*Work instructions*
One exact copy of the listing, minus the images, is the required answer.

*Material for the task*
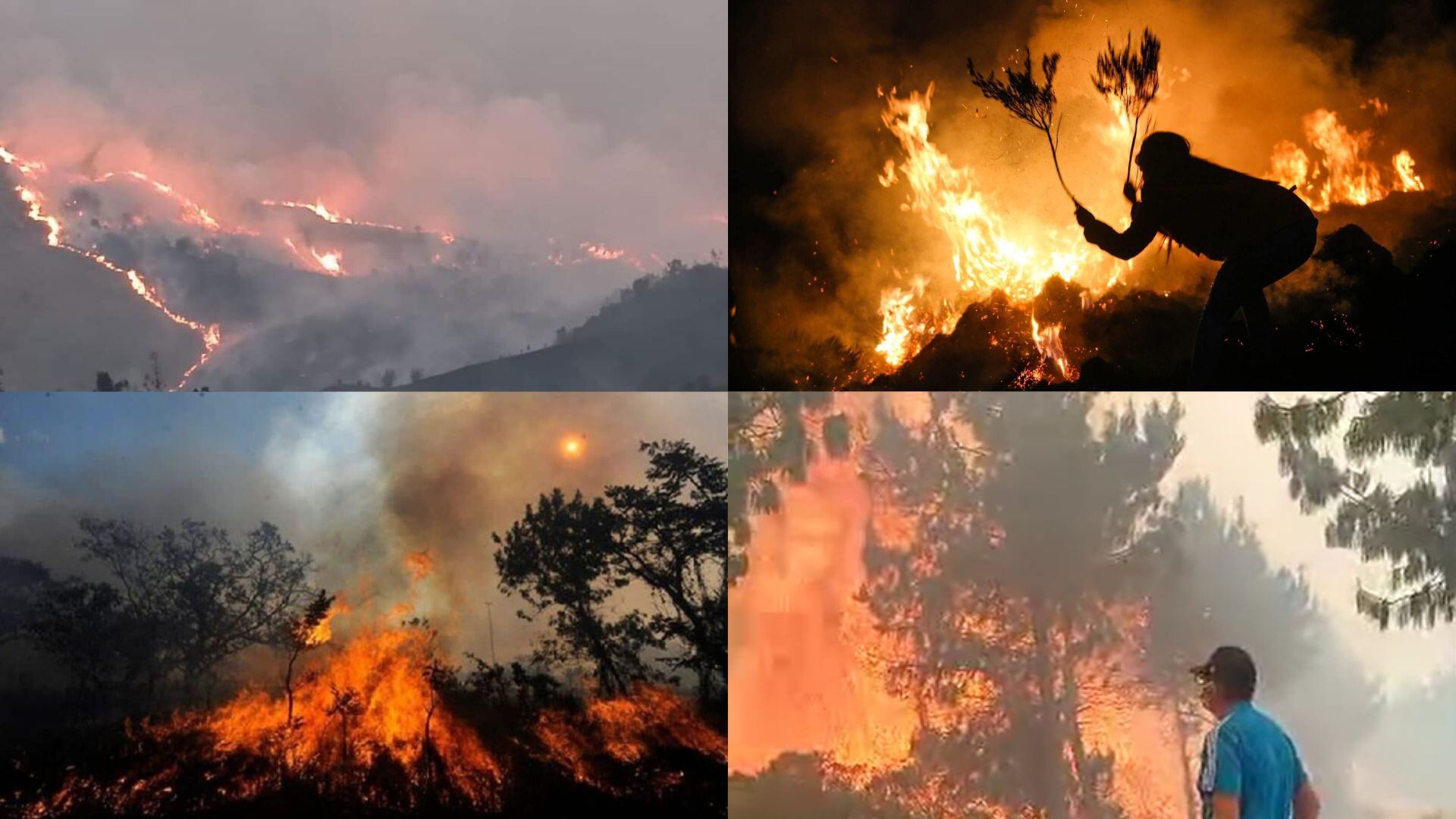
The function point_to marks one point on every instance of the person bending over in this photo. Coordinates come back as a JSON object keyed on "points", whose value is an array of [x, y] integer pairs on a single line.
{"points": [[1260, 229], [1250, 767]]}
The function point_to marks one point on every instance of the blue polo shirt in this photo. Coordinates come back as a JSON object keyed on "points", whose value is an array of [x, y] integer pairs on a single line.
{"points": [[1250, 757]]}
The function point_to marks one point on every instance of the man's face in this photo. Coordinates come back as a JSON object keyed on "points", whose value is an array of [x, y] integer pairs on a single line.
{"points": [[1209, 694]]}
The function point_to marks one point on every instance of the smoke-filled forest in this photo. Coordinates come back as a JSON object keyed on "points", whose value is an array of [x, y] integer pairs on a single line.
{"points": [[444, 623], [291, 196], [913, 184], [987, 604]]}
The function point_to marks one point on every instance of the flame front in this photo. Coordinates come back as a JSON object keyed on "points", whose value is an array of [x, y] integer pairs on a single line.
{"points": [[811, 670], [1345, 174], [623, 730], [987, 253], [212, 335], [324, 260]]}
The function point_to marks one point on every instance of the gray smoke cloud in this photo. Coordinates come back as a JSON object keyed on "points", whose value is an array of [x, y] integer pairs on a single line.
{"points": [[526, 127], [357, 482]]}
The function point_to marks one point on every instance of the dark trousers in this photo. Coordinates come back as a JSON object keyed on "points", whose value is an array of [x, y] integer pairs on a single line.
{"points": [[1239, 284]]}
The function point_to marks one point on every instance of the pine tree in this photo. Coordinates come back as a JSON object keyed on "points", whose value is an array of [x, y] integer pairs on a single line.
{"points": [[1411, 528]]}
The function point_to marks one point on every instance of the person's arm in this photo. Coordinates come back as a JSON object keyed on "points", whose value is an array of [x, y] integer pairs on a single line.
{"points": [[1307, 802], [1123, 245], [1223, 774], [1225, 806]]}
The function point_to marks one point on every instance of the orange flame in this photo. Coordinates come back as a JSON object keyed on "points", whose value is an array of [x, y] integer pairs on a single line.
{"points": [[805, 661], [623, 730], [421, 564], [384, 670], [1345, 175], [212, 334], [987, 253]]}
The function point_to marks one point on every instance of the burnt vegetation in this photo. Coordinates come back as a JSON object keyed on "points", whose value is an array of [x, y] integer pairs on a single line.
{"points": [[197, 672]]}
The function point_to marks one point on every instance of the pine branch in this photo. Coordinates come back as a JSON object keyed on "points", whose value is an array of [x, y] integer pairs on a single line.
{"points": [[1028, 101]]}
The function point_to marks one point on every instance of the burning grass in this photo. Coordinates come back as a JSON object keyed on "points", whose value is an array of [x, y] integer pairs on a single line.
{"points": [[379, 730]]}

*Final answer*
The function point_to marks one point on every instance of the person bending over in this photo. Coordinates come back as a JSON object keyed on "points", whose value is an array of [x, y] integer pairs on a single line.
{"points": [[1260, 229], [1250, 767]]}
The function point_to marks one point on every instance of the blue polo shirt in this photo. Coordinates come back as a JSON object keyed on "points", whose value is an array of [x, y] integer pairs on a single line.
{"points": [[1250, 757]]}
The function point_to marks one point on every instance of the man's face in this photo. Coordinates come back as a JSON object keyed on "points", whose value is an array of [x, y] integer pairs on a single line.
{"points": [[1209, 694]]}
The function point_to marks one point on every instance of the smoke-filled forest in this photo. Coordinates come back as a JSON object keyed on "points", whose value is an array of [x, y] integer pairs on a single line.
{"points": [[444, 623], [291, 196], [913, 184], [987, 604]]}
The function point_to marks one point on every instance of the flame front in this photo. Coordinates come back as a JSON object keyed on "points", whose value is an array of [x, y] integer pairs on a single line.
{"points": [[811, 670], [1345, 174], [623, 730], [987, 253], [212, 335], [324, 260]]}
The function point_to marks one point on every instance of the gray smoke cloud in this photo. Coordinates come back as a JSON object keyed on "points", whose value is an array of [x, y] integer pairs on a single line.
{"points": [[526, 127], [357, 482]]}
The function point_to marks one point on every instance of the dark trousers in this photo. Coordinates come back as a JSON object keyed on "points", whose value is an array of [x, y] integer pairs on a single line.
{"points": [[1239, 284]]}
The function point_to marks one point on every instance of the pine tree in this photo. Coordinates come back as a JSON object keyed on "points", whose value is an array of [x, y] integer pairs on a single line.
{"points": [[1411, 528]]}
The function point_to marks one point on every instance of the person's arm in this photo. Coordinates come back as a JSON object keyed on "points", whose value is an array of [x, y] integer pairs on a single line.
{"points": [[1307, 802], [1123, 245], [1223, 774], [1225, 806]]}
The function point_to marks one point on every instance of the orange flame in this photo. Coordinates come back as a JSON object keyed on "points", whose value is an array of [x, y] integer pairs on a single line.
{"points": [[805, 661], [623, 730], [421, 564], [384, 670], [1345, 175], [212, 334], [987, 253]]}
The function point_to marks one point on every instance of the burnt vegetation in this photo. Coordinates come back as a JSON object keyed on "points", whose value is an array of [x, y] integer pairs on a single line.
{"points": [[197, 672]]}
The function point_to marks one point on every instance of the pine branch in this photo. Coordinates come back as a JSON object keyed on "points", whose value is an array of [x, y] integer pairs on a single line.
{"points": [[1028, 101]]}
The function point_to marks one point on every instance of the burning grass in this photo. Coordinates come back as a JSON object keyed on "points", whose value is an array of [x, y] integer pairs on a single line.
{"points": [[379, 730]]}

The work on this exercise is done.